### Jobs
1) Answer these from the article on Sinuiju, one line each:
(a) Which river does the Friendship Bridge cross?
(b) In what month and year did Sinuiju first open to westerners?
(c) Which game comes pre-installed on the Samjiyon tablet?
2) Turn the paragraph of the Sinuiju article beginning "Meanwhile, there were signs" into a short list that keeps its main facts.
3) Please write out the passage from the Sinuiju article that begins at the words "It was an interesting" and stops after "player Dennis Rodman.".

### Article
================

The Chinese have always made the crossing: historically for trade, more recently for tourism. In May 2013, the North Korean city of Sinuiju opened up to westerners for the first time.

The Friendship Bridge reaches across the Yalu River from Dandong in China to Sinuiju in North Korea. It’s an unremarkable construction, worthy of note only because the Chinese have festooned their end with multicoloured neon lights and lasers in a soaring display of civic one-upmanship. At night, from the North Korean side of the river, it’s like looking at Las Vegas. Peering in from China, it’s a bridge into the black.

The Chinese have always made the crossing: historically for trade, more recently for tourism. Friends tell me Sinuiju reminds them of an old China: before Deng Xiaoping’s reforms cleared the hutongs to make way for branches of Gucci. In May 2013, the city opened up to westerners for the first time.

It was an interesting time to visit. The very public purging in December of Chang Song-thaek, the uncle of North Korea’s dictator, Kim Jong-un, was still headline news, as was the unlikely alliance between the “Dear Leader” and the retired US basketball player Dennis Rodman.

Meanwhile, there were signs that Kim’s promises to raise North Korean living standards might be paying off. At the border, a line of brand new Hyundai taxis bound for Pyongyang suggested a growing middle class. North Korea is now manufacturing a tablet computer for its domestic market, the Android-powered Samjiyon, which comes with Angry Birds pre-installed.

================

### Data supplied
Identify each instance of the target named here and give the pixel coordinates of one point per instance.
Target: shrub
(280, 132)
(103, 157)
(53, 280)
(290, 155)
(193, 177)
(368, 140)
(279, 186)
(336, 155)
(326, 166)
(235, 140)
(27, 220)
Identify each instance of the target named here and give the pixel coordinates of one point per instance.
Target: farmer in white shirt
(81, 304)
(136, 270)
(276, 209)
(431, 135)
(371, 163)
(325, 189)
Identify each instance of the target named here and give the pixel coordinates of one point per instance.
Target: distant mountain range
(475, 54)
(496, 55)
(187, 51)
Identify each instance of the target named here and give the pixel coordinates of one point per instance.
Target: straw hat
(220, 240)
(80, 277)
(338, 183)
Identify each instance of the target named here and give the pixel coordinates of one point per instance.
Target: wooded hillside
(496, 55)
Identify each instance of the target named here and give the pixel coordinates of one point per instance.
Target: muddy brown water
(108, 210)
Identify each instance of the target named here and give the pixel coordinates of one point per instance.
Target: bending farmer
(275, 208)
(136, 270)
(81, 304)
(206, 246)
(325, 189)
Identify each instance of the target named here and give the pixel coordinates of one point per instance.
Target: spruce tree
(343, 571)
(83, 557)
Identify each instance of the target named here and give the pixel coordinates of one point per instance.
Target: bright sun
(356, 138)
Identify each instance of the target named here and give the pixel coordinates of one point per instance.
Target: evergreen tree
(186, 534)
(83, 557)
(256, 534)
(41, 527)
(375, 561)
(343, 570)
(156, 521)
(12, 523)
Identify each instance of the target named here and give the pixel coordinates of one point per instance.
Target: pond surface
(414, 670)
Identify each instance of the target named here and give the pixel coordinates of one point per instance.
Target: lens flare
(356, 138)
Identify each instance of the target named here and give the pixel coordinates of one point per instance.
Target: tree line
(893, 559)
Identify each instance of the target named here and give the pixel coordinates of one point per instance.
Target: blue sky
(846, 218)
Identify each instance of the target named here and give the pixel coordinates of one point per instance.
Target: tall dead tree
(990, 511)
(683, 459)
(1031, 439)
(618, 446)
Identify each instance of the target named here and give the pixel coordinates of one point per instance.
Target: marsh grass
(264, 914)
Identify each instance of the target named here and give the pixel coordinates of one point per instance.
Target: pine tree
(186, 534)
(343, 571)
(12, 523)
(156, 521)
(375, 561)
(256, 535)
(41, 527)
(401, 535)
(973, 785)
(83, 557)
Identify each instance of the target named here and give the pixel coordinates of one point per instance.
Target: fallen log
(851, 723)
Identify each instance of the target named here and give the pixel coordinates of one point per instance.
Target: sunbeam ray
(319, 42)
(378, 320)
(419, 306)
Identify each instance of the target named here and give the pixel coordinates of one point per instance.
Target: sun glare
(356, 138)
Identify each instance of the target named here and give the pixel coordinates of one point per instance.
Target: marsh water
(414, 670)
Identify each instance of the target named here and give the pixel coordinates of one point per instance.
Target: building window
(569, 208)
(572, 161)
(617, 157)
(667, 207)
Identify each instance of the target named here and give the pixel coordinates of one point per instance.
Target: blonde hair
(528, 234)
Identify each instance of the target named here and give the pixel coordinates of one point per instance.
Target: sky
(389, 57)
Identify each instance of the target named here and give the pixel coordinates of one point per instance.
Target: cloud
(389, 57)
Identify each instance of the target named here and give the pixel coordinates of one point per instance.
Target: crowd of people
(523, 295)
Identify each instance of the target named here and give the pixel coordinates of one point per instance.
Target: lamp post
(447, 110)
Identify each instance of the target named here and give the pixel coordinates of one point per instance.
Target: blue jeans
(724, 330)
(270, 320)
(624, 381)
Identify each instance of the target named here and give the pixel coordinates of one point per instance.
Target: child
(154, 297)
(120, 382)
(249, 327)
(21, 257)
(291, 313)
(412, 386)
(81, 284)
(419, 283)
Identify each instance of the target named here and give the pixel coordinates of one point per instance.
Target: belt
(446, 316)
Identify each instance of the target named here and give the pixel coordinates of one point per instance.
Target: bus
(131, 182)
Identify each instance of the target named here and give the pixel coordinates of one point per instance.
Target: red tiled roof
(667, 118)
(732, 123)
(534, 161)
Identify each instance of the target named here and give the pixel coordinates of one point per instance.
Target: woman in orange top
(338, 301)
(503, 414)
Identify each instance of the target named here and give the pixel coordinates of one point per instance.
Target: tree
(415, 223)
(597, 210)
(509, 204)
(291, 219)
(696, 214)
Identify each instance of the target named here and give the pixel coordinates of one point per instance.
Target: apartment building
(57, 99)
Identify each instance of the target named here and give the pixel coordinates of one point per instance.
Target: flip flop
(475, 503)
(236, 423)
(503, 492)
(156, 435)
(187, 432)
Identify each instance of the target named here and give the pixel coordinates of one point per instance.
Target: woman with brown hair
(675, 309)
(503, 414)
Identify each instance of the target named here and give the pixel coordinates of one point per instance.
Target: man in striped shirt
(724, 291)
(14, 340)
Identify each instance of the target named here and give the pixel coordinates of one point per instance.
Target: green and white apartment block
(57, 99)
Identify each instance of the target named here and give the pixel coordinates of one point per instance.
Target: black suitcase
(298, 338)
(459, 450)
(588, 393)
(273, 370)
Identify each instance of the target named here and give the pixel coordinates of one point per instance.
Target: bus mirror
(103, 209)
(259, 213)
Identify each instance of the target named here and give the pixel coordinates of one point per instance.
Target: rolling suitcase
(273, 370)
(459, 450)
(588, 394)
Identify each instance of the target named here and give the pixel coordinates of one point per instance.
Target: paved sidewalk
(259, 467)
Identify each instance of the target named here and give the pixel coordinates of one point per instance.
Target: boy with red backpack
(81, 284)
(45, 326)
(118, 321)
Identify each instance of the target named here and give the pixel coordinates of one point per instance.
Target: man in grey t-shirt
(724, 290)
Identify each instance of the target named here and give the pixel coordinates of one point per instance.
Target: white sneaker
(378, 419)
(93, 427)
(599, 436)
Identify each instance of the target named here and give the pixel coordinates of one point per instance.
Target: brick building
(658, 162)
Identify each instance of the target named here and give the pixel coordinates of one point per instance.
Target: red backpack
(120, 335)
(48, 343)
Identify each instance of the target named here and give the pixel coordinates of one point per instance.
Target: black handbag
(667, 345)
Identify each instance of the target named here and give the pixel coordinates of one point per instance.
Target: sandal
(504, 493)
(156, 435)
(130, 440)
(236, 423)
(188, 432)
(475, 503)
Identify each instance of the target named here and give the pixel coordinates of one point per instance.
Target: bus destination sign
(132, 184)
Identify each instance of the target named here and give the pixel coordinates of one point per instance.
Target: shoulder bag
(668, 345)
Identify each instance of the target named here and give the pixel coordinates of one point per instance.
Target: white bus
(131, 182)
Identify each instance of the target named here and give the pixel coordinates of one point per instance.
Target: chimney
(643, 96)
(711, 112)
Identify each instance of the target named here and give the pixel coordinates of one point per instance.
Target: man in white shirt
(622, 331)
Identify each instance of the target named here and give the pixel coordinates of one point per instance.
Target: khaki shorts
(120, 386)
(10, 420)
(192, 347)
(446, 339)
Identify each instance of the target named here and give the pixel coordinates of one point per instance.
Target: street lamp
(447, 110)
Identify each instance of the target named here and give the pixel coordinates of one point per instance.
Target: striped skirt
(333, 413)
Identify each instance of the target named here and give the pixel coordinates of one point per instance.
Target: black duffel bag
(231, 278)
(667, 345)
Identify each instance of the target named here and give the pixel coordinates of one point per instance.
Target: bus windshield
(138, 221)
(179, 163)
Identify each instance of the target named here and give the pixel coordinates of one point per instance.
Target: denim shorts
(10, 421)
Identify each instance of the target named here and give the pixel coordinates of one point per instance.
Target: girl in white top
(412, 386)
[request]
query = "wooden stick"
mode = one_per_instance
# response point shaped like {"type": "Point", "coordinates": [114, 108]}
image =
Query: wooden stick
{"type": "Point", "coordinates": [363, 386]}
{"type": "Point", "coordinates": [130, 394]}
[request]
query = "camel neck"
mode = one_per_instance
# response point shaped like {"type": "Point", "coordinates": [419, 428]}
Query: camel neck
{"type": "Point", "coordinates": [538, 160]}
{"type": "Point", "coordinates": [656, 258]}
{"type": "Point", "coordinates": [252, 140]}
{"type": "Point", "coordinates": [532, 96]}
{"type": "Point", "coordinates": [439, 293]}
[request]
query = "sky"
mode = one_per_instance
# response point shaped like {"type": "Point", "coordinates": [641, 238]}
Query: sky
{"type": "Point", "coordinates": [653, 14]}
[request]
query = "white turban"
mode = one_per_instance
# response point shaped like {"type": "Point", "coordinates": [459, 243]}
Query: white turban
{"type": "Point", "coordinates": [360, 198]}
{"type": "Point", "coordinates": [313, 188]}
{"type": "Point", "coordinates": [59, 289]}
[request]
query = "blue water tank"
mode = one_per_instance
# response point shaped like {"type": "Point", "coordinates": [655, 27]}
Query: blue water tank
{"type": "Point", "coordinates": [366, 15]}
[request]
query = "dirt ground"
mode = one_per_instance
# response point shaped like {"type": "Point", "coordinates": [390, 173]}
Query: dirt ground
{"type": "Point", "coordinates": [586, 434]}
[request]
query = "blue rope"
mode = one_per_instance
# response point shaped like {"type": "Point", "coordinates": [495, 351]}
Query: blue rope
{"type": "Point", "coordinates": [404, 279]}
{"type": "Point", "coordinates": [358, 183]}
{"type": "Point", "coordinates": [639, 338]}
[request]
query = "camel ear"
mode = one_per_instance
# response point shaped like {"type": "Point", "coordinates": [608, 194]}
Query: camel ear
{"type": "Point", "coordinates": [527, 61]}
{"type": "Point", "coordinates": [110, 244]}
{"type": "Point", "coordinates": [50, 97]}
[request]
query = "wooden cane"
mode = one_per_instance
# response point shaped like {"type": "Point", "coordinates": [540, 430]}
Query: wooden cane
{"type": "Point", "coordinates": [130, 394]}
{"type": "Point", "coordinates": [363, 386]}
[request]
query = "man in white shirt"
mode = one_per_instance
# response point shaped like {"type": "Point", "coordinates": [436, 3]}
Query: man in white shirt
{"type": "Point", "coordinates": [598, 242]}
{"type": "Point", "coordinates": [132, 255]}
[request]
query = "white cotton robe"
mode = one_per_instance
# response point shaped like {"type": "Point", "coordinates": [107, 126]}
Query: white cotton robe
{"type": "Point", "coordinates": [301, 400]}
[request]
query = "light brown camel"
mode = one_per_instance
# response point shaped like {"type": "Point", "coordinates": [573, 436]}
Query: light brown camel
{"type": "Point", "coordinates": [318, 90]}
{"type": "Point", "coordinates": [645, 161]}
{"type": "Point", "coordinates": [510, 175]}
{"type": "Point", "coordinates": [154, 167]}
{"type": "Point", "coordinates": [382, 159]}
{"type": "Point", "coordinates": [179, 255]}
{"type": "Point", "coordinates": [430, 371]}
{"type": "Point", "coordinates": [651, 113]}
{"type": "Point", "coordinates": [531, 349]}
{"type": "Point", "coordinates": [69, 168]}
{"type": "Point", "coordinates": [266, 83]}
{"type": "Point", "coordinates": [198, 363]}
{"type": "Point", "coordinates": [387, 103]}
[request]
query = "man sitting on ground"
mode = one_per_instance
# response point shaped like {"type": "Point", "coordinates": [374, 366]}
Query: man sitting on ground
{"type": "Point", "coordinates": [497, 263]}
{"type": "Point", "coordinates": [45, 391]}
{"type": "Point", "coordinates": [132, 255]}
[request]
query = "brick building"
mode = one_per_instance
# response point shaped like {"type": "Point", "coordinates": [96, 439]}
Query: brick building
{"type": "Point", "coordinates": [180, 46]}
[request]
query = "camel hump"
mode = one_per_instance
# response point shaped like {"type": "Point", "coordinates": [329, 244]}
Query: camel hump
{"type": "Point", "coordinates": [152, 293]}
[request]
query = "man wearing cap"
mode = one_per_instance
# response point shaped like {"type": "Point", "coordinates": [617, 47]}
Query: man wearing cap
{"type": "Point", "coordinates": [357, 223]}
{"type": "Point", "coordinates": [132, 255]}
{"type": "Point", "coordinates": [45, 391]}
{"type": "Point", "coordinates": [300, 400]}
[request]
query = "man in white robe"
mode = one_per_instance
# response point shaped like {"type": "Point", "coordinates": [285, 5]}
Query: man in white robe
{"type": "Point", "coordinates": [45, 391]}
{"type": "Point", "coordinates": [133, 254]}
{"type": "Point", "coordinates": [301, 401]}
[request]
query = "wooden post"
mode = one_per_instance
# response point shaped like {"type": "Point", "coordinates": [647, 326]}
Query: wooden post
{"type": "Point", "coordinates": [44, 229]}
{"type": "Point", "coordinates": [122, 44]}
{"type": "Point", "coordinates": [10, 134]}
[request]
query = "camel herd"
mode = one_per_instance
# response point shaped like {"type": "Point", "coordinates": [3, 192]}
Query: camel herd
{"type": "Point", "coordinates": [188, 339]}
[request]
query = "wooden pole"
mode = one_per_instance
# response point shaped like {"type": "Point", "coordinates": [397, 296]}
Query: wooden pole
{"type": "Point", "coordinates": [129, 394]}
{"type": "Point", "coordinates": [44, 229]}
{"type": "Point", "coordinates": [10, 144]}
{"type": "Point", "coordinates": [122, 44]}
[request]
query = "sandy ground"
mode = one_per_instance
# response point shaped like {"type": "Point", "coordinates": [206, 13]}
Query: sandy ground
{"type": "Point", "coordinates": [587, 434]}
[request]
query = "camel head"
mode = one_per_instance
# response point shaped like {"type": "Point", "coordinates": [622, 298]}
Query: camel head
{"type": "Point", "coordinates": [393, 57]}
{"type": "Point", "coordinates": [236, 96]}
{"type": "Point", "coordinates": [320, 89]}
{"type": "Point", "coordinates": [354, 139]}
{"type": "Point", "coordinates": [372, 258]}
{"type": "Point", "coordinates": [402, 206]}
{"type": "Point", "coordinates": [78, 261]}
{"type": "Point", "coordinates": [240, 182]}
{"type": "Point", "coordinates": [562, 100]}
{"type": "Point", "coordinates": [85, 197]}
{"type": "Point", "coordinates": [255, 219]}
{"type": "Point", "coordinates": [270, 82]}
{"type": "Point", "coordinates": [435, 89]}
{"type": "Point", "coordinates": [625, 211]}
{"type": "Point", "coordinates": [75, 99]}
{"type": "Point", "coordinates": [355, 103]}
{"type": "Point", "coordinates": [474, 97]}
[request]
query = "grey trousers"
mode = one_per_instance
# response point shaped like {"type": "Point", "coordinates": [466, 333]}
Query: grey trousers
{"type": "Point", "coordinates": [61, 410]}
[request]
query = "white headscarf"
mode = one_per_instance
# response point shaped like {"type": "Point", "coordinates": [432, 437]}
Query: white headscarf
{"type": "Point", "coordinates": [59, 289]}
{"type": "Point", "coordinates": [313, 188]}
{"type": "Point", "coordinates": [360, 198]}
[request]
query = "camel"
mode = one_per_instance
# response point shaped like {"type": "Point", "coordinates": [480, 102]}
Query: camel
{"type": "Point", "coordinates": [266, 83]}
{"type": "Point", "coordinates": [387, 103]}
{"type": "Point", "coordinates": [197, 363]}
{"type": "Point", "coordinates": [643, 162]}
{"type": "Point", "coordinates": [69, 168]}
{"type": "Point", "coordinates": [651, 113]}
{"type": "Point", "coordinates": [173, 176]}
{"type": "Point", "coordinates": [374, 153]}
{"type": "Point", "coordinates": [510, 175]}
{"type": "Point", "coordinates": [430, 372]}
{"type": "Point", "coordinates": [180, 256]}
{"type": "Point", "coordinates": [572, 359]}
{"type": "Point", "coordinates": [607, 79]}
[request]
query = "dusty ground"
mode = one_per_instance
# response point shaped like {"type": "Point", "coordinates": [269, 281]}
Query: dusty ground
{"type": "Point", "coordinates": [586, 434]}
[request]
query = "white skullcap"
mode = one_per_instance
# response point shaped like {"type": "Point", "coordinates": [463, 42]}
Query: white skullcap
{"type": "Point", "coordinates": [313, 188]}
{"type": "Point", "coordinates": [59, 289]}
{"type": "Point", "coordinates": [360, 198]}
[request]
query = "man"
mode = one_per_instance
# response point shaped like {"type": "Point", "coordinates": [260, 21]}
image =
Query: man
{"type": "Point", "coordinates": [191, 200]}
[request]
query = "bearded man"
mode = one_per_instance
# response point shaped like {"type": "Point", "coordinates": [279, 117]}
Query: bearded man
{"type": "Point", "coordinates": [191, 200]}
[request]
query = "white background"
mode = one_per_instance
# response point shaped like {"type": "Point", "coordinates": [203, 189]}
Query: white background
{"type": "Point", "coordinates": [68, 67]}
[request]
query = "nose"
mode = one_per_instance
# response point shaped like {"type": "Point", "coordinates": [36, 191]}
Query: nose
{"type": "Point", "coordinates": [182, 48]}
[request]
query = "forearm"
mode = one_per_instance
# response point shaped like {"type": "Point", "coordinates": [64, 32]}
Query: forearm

================

### Outputs
1)
(a) The Yalu River
(b) May 2013
(c) Angry Birds

2)
- Kim's promises to raise North Korean living standards showed signs of paying off.
- New Hyundai taxis bound for Pyongyang lined up at the border, suggesting a growing middle class.
- North Korea now makes the Android-powered Samjiyon tablet for its domestic market, with Angry Birds pre-installed.

3)
It was an interesting time to visit. The very public purging in December of Chang Song-thaek, the uncle of North Korea’s dictator, Kim Jong-un, was still headline news, as was the unlikely alliance between the “Dear Leader” and the retired US basketball player Dennis Rodman.